Roles & Responsibilities

Roles and responsibilities are about explaining the function of the data governance team and the role each person will play. For example, a small organization might have people who adopt more than one role such as being data stewards and custodians while larger organizations might separate these roles.

In addition, it is also important to determine the operating model and whether it will be centralized or decentralized. Determining the operating model again depends on the context and preferences of the organization.

It is also critical to determine how compliance with the policies and standards will be measured. It is not enough to say it, eventually, there needs to be evidence in terms of progress and potential changes that need to be made to the strategy. For example, perhaps a data audit is done monthly or quarterly to assess data quality.

Conclusion

Having a data governance strategy is a crucial step in improving data governance within an organization. Once a plan is in place it is simply a matter of implementation to see if it works.

white dry erase board with red diagram

Data Governance Assessment

Before data governance can begin at an organization it is critical to assess where the organization is currently in terms of data governance. This necessitates the need for a data governance assessment. The assessment helps an organization to figure out where to begin by identifying challenges and prioritizing what needs to be addressed. In particular, it is common for there to be five steps in this process as shown below.

  1. Identify data sources and stakeholders
  2.  Interview stakeholders
  3.  Determine current capabilities
  4.  Document the current state and target state
  5.  Analyze gaps and prioritize

We will look at each of these steps below.

Identify Data Sources and Stakeholders

Step one involves determining what data is used within the organization and the users or stakeholders of this data. Essentially, you are trying to determine…

  • What data is out there?
  •  Who uses it?
  •  Who produces it?
  •  Who protects it?
  •  Who is responsible for it?

Answering these questions also provides insights into what roles in relation to data governance are already being fulfilled at least implicitly and which roles need to be added to the organization. At most organizations at least some of these questions have answers and there are people responsible for many roles. The purpose here is not only to get this information but also to make people aware of the roles they are fulfilling from a data governance perspective.

ad

Interview Stakeholders

Step two involves interviewing stakeholders. Once it is clear who is associated with data in the organization it is time to reach out to these people. You want to develop questions to ask stakeholders in order to inform you about what issues to address in relation to data governance.

An easy way to do this is to develop questions that address the pillars of data governance. The pillars are…

  • Ownership & accountability
  •  Data quality
  •  Data protection and privacy
  •  Data management
  •  Data use

Below are some sample questions based on the pillars above.

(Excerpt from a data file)
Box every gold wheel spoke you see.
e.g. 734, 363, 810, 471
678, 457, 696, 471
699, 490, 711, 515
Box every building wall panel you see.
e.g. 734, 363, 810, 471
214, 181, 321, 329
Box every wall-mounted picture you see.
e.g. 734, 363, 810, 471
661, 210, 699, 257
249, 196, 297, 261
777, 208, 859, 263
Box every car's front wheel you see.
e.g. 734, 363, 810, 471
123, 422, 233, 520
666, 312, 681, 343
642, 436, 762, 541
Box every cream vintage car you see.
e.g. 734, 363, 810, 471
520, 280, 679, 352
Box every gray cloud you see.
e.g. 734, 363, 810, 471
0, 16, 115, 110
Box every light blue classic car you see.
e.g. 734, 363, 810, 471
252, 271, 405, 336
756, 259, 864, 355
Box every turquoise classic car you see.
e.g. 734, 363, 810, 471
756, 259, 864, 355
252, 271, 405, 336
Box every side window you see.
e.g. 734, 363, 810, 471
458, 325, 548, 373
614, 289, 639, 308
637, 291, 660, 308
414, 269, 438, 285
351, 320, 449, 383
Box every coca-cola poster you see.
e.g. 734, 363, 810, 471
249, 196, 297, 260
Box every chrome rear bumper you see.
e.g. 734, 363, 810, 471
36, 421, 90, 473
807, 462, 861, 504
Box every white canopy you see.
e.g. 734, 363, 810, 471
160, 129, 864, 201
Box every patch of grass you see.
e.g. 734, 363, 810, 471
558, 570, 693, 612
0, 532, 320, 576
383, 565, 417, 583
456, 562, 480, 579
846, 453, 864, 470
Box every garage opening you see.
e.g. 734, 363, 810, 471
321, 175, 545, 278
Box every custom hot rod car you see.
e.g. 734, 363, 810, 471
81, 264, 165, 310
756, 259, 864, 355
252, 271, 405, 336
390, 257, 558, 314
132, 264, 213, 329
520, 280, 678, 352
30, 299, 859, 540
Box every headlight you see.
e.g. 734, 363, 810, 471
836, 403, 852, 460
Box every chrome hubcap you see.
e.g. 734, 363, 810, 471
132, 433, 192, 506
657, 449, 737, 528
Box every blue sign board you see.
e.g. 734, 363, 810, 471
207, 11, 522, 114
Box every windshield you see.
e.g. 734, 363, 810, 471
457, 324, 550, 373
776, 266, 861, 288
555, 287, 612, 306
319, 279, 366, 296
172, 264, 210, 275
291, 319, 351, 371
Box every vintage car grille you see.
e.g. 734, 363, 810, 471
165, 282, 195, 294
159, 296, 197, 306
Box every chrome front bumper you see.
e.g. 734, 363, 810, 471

**REQUIRED ACTIONS:**
- A) Update the data governance passage, giving the stretch from "Roles and responsibilities" through "of the organization." again with "operating model" replaced by "governance structure".
- B) Translate this sentence from the data governance passage into Spanish: "Roles and responsibilities are about explaining the function of the data governance team and the role each person will play."
These rows bear no relation to the data governance passage.

**RESULTS FOR THE EXERCISE:**
- A)
Roles and responsibilities are about explaining the function of the data governance team and the role each person will play. For example, a small organization might have people who adopt more than one role such as being data stewards and custodians while larger organizations might separate these roles.

In addition, it is also important to determine the governance structure and whether it will be centralized or decentralized. Determining the governance structure again depends on the context and preferences of the organization.

- B) Los roles y responsabilidades consisten en explicar la función del equipo de gobernanza de datos y el papel que desempeñará cada persona.